## PROVIDED PASSAGE
┌──

Earlier this year the USDA unveiled its new MyPlate icon
(pictured below) that replaced the obsolete food pyramid. Most people agreed it was an improvement. Fruits, vegetables and grains were given prominence over protein.
There were two consistent complaints I heard from those who commented about the new icon. The first was that milk was given a spot on the icon. Milk is a specific food, not a food group, and it is not a necessity for a healthy, balanced diet. It could have easily been lumped in with proteins. Many people speculated that the dairy lobby had something to do with the glass of milk being pictured on the icon.
The second major complaint I heard was that the icon gave no mentions of specific foods (except for milk) within food groups. The words fruits and vegetables are fairly easy to interpret on their own, but grains and protein are not as self-explanatory. People might translate protein into red meat every night and never think of beans or yogurt as protein. They might translate grains into toaster waffles and white bread instead of whole grain oatmeal or quinoa.

└──

## Image point grounding data

┌──

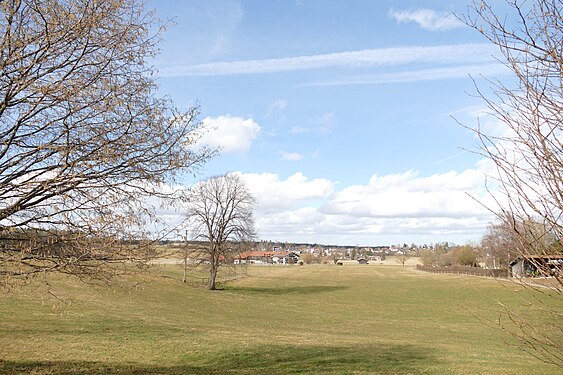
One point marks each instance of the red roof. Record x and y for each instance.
(262, 254)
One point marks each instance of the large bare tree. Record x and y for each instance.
(220, 216)
(84, 139)
(527, 152)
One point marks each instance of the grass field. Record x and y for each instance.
(319, 319)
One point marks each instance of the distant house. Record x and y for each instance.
(537, 265)
(267, 257)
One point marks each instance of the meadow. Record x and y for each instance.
(312, 319)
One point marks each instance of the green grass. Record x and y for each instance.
(279, 320)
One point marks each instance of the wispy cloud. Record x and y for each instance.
(427, 19)
(443, 54)
(229, 133)
(455, 72)
(291, 156)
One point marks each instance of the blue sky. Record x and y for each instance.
(342, 116)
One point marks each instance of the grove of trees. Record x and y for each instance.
(527, 154)
(85, 141)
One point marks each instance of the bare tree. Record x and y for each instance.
(220, 215)
(528, 152)
(84, 139)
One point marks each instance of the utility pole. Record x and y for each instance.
(185, 256)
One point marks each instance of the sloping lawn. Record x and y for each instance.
(321, 319)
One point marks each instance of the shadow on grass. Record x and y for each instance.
(398, 359)
(284, 290)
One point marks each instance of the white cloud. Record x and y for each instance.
(320, 124)
(428, 19)
(275, 194)
(444, 54)
(291, 156)
(229, 133)
(455, 72)
(392, 208)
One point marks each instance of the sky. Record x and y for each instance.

└──

## PROMPT A
Retype the part of the MyPlate passage that opens with the words containing "Earlier this year" and closes with "prominence over protein.".
## PROMPT B
According to the MyPlate passage, what did the USDA's new MyPlate icon replace?
The records have nothing to do with the text.

## EXPECTED OUTPUT A
Earlier this year the USDA unveiled its new MyPlate icon
(pictured below) that replaced the obsolete food pyramid. Most people agreed it was an improvement. Fruits, vegetables and grains were given prominence over protein.

## EXPECTED OUTPUT B
It replaced the obsolete food pyramid.